**** DOCUMENT EXTRACT ****

GSoC Idea: Critcl Extensions

CriTcl Extension

Areas The project areas
Good if student knows C, Tcl
Priority Medium
Difficulty Easy, Medium, Hard (specific to detailed project)
Benefits to the student Working the interface between C and a scripting language.
Working with dynamic code generation.
Benefits to Tcl Extended gluing abilities, supporting machinery towards
core work on optimization and performance through JIT
Mentor Andreas Kupries

Project Description

The Critcl package and application is a system for embedding C code into Tcl. It was recently refurbished and polished to be useful again after a longer period of inactivity.

**** EXERCISE INPUT ****

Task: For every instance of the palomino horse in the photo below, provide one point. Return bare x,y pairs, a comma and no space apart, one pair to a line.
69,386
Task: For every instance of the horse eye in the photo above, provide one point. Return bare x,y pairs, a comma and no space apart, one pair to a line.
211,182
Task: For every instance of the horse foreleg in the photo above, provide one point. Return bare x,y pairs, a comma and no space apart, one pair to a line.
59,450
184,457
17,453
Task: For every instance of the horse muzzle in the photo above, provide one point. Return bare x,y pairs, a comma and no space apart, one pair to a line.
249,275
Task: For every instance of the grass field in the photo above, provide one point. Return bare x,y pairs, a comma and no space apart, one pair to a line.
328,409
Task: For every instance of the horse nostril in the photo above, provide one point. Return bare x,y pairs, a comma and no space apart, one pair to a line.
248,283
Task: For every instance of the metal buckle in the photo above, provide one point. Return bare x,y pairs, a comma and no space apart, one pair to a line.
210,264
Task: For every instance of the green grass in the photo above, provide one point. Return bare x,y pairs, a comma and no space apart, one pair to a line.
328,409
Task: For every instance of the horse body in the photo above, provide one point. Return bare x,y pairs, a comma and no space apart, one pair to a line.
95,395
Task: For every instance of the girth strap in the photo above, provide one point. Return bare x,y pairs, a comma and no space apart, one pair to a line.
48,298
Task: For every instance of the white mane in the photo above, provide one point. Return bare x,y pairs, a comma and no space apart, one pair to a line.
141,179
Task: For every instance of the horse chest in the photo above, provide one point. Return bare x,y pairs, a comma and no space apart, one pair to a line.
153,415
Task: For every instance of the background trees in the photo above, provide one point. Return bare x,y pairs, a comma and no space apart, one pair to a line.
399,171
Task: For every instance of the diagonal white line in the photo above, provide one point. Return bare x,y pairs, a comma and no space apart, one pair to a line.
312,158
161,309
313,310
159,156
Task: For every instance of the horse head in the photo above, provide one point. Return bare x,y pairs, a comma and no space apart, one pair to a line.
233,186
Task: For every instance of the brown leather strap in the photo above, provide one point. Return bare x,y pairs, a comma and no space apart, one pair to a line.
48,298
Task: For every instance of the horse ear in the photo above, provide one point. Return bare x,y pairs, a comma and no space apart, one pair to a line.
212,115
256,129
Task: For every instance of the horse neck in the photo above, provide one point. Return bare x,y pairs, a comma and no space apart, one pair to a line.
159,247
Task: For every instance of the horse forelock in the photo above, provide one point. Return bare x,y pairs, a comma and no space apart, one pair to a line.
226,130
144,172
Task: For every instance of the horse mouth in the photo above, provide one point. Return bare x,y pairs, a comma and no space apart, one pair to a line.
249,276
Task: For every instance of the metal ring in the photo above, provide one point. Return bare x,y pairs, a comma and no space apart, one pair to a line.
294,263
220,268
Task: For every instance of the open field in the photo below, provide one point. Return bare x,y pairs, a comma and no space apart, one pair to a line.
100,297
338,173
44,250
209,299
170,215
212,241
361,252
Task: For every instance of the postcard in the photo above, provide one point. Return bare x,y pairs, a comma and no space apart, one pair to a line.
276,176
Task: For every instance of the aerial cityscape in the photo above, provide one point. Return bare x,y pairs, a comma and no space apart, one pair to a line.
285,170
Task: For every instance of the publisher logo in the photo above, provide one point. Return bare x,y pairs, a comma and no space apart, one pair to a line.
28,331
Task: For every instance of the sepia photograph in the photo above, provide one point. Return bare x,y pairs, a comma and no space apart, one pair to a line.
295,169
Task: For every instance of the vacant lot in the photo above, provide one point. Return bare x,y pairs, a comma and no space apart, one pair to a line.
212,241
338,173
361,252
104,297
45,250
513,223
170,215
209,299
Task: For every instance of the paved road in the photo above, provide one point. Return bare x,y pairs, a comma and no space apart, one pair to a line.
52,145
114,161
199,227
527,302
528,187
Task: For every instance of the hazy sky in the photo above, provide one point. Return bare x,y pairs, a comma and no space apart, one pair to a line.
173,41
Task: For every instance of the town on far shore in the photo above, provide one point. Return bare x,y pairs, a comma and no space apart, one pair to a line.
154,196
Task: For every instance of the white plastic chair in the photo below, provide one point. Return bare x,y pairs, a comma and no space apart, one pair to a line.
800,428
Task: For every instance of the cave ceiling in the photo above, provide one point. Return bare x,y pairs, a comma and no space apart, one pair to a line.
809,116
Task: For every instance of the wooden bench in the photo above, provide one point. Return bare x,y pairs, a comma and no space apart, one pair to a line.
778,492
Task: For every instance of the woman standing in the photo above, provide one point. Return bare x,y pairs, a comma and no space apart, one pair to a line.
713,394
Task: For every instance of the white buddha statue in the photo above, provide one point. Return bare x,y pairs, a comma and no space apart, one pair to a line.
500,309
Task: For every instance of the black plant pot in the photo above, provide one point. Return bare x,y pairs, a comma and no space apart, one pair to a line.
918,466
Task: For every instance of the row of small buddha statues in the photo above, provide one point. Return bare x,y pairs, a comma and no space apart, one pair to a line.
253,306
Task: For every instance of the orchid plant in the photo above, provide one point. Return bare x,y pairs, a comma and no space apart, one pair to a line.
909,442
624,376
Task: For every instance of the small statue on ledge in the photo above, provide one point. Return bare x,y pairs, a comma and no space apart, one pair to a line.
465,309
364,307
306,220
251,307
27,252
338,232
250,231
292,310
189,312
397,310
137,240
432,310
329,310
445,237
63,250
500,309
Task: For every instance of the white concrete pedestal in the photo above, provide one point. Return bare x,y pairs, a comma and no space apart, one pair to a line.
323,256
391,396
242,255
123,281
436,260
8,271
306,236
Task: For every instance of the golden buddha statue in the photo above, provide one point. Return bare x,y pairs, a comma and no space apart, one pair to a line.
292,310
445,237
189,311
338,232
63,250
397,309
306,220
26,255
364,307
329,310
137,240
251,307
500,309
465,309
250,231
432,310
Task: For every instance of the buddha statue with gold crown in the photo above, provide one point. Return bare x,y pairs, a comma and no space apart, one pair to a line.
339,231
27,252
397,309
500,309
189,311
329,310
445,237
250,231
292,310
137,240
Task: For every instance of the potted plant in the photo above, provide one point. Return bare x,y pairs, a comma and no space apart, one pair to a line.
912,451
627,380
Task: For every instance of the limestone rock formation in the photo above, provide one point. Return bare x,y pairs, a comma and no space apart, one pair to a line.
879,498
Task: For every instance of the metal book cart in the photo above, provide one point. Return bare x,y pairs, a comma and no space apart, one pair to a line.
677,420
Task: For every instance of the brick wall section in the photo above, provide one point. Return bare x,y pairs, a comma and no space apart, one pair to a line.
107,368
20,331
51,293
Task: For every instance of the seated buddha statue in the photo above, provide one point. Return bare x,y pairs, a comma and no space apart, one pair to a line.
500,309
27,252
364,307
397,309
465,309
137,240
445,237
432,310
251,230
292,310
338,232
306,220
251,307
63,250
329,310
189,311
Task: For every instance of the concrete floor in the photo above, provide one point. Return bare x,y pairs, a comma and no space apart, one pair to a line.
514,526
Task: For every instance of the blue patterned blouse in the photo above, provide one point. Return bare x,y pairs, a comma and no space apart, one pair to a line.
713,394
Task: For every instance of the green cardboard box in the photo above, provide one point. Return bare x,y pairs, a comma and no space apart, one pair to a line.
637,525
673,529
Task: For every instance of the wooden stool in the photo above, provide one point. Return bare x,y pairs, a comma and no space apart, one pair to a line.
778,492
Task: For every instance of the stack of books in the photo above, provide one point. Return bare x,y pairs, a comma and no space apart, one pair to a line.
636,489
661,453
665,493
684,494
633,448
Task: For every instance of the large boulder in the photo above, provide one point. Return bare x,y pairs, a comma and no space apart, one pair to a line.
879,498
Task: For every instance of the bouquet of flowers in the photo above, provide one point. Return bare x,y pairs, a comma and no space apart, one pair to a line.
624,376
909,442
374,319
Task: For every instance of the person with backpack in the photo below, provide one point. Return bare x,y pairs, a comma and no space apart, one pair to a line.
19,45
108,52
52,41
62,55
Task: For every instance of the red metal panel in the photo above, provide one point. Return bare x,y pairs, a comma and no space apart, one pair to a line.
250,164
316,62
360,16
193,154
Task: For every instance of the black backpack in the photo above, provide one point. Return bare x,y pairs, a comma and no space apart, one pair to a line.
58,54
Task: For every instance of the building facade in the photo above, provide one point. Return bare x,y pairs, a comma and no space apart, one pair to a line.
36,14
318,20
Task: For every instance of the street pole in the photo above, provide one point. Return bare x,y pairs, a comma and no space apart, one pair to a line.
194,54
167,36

****

**TASK REQUIREMENTS:**
1. From the Critcl project idea, set down the passage between "Benefits to Tcl" and "period of inactivity.", inclusive.
2. Count the lines in the records that contain the string "strap", matching case exactly, and give only that number.

**TASK-BY-TASK OUTPUTS:**
1.
Benefits to Tcl Extended gluing abilities, supporting machinery towards
core work on optimization and performance through JIT
Mentor Andreas Kupries

Project Description

The Critcl package and application is a system for embedding C code into Tcl. It was recently refurbished and polished to be useful again after a longer period of inactivity.

2. 2